* **Objective**: Transcribe the listing below word for word.
BEGIN Task material
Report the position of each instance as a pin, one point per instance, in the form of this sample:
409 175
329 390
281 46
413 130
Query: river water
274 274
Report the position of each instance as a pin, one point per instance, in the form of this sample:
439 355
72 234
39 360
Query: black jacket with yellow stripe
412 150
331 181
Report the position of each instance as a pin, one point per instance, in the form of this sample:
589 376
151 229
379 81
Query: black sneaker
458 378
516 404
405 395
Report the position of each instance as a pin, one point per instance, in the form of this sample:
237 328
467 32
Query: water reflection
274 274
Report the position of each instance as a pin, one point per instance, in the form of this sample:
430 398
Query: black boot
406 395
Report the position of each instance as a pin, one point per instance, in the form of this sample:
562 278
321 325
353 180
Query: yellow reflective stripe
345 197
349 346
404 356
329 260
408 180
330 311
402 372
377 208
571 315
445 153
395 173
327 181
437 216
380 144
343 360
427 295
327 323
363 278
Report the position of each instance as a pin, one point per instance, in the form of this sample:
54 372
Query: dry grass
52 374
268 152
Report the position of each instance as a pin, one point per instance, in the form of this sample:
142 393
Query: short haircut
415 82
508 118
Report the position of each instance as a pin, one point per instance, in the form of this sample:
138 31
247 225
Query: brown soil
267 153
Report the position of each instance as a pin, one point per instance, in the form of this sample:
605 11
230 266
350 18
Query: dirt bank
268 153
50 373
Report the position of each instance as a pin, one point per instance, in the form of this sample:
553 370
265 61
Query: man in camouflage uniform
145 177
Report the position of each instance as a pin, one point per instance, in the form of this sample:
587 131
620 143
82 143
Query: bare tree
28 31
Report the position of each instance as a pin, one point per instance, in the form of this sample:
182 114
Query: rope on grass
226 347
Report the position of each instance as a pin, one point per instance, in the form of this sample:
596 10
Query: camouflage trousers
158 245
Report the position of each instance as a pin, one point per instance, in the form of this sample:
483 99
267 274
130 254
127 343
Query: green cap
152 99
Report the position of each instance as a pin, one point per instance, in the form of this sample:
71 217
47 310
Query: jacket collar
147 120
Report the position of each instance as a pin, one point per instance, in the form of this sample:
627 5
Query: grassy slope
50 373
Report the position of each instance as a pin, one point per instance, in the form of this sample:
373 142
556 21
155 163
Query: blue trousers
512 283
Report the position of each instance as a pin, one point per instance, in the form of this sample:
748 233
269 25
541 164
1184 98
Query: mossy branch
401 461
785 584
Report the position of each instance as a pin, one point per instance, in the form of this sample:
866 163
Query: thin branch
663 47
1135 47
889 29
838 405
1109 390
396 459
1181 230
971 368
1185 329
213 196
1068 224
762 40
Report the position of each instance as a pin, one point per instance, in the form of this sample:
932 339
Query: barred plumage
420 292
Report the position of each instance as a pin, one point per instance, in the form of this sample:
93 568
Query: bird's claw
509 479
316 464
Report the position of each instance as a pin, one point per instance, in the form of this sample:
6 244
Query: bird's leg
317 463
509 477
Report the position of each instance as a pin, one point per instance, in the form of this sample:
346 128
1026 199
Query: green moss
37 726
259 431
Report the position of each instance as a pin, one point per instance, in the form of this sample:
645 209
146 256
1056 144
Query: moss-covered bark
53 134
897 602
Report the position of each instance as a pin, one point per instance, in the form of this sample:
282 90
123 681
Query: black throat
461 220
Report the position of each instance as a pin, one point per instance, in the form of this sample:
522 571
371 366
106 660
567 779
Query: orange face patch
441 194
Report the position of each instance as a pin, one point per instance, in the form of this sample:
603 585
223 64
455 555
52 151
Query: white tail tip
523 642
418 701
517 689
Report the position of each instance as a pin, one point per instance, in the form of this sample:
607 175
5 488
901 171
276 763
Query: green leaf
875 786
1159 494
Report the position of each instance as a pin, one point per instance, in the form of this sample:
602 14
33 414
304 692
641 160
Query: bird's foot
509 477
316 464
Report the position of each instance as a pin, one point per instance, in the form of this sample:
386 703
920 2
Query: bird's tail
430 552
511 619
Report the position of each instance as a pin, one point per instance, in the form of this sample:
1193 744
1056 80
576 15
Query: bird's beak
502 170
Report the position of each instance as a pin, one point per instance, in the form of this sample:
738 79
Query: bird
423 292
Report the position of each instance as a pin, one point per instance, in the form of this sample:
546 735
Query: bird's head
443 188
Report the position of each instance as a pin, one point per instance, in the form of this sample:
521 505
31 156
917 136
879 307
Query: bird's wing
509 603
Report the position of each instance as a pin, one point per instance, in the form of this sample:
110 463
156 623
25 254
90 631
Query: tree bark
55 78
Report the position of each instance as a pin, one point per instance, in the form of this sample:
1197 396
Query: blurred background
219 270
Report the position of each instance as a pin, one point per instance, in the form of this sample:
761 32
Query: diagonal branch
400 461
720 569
END Task material
* **Final result**:
Report the position of each instance as a pin, one point per instance, in the form of this sample:
409 175
329 390
281 46
413 130
Query: river water
274 274
Report the position of each instance as a pin, one point per instance, in the form of this sample:
439 355
72 234
39 360
Query: black jacket with yellow stripe
412 150
331 181
Report the position of each instance as a pin, one point per instance, in the form of this sample:
589 376
151 229
379 81
Query: black sneaker
458 378
516 404
405 395
Report the position of each instance as a pin, one point per instance, in the form of this sample:
237 328
467 32
Query: water reflection
274 274
Report the position of each instance as a pin, one point per instance, in the form of this sample:
430 398
Query: black boot
406 395
Report the position of each instance as a pin, one point per instance, in the form of this sample:
562 278
321 325
353 180
Query: yellow reflective stripe
345 197
349 346
404 356
329 260
408 180
330 311
402 372
377 208
571 315
445 153
395 173
327 181
437 216
380 144
343 360
427 295
327 323
363 278
Report the position of each instance as a pin, one point per instance, in the form of this sample:
54 372
Query: dry grass
52 374
268 152
Report the position of each instance as a pin, one point per instance, in the form of this sample:
142 393
Query: short haircut
415 82
508 118
Report the position of each instance as a pin, one point per instance, in the form of this sample:
138 31
247 225
Query: brown soil
267 153
Report the position of each instance as a pin, one point per instance, in the form of this sample:
605 11
230 266
350 18
Query: dirt bank
268 153
50 373
Report the position of each instance as a pin, one point per instance, in the form of this sample:
553 370
265 61
Query: man in camouflage uniform
145 177
Report the position of each instance as a pin, one point per instance, in the form of this sample:
587 131
620 143
82 143
Query: bare tree
28 31
Report the position of each instance as a pin, one point per instance, in the form of this sample:
182 114
Query: rope on grass
226 347
Report the position of each instance as a pin, one point per instance, in the form of this sample:
596 10
Query: camouflage trousers
158 245
Report the position of each instance as a pin, one point per instance, in the form of this sample:
483 99
267 274
130 254
127 343
Query: green cap
152 99
Report the position of each instance as a pin, one point per instance, in the form of this sample:
71 217
47 310
Query: jacket collar
147 120
Report the position of each instance as a pin, one point per instance, in the form of this sample:
627 5
Query: grassy slope
50 373
Report the position of each instance as a pin, one point per instance, in the form of this sample:
373 142
556 21
155 163
Query: blue trousers
512 283
Report the position of each instance as a pin, one point per instance, in the form of this sample:
748 233
269 25
541 164
1184 98
Query: mossy branch
401 461
785 584
Report the position of each instance as a pin, one point per instance, in the form of this sample:
866 163
Query: thin branch
663 47
1135 47
889 29
838 405
1109 390
396 459
1181 230
971 368
1185 329
213 196
1068 224
762 40
Report the position of each instance as a pin, one point per instance, in the form of this sample:
932 339
Query: barred plumage
420 292
Report the position of each instance as a pin, one point per instance, in the form of this sample:
93 568
Query: bird's claw
509 479
316 464
Report the position of each instance as a pin, one point per instance, in the form of this sample:
6 244
Query: bird's leg
317 463
509 477
Report the position of each instance as a pin, one point per instance, in the form of this sample:
346 128
1026 199
Query: green moss
37 726
259 431
Report the position of each instance as a pin, one point per instance, in the form of this sample:
645 209
146 256
1056 144
Query: moss-covered bark
53 134
897 602
Report the position of each instance as a pin, one point per instance, in the form of this sample:
282 90
123 681
Query: black throat
461 220
Report the position of each instance as a pin, one point per instance, in the form of this sample:
522 571
371 366
106 660
567 779
Query: orange face patch
441 194
Report the position of each instance as a pin, one point per instance, in the form of this sample:
603 585
223 64
455 555
52 151
Query: white tail tip
523 642
418 701
517 689
Report the position of each instance as a pin, one point per instance, in the form of this sample:
607 175
5 488
901 171
276 763
Query: green leaf
875 786
1159 494
Report the position of each instance as a pin, one point per instance, in the form of this sample:
602 14
33 414
304 692
641 160
Query: bird's foot
509 477
316 464
Report the position of each instance as a pin, one point per instance, in the form of this sample:
386 703
920 2
Query: bird's tail
430 552
511 619
Report the position of each instance as a pin, one point per instance, in the form of this sample:
1193 744
1056 80
576 15
Query: bird's beak
502 170
Report the position of each instance as a pin, one point per instance, in the form of this sample:
738 79
Query: bird
423 292
Report the position of each instance as a pin, one point per instance, in the form of this sample:
546 735
Query: bird's head
443 188
Report the position of each instance as a pin, one point per instance, in the form of this sample:
521 505
31 156
917 136
879 307
Query: bird's wing
509 603
Report the position of each instance as a pin, one point per instance, in the form of this sample:
110 463
156 623
25 254
90 631
Query: tree bark
55 78
Report the position of each instance as a pin, one point per instance, in the form of this sample:
1197 396
Query: blurred background
219 270
Report the position of each instance as a pin, one point per instance, in the form of this sample:
761 32
Query: diagonal branch
400 461
720 569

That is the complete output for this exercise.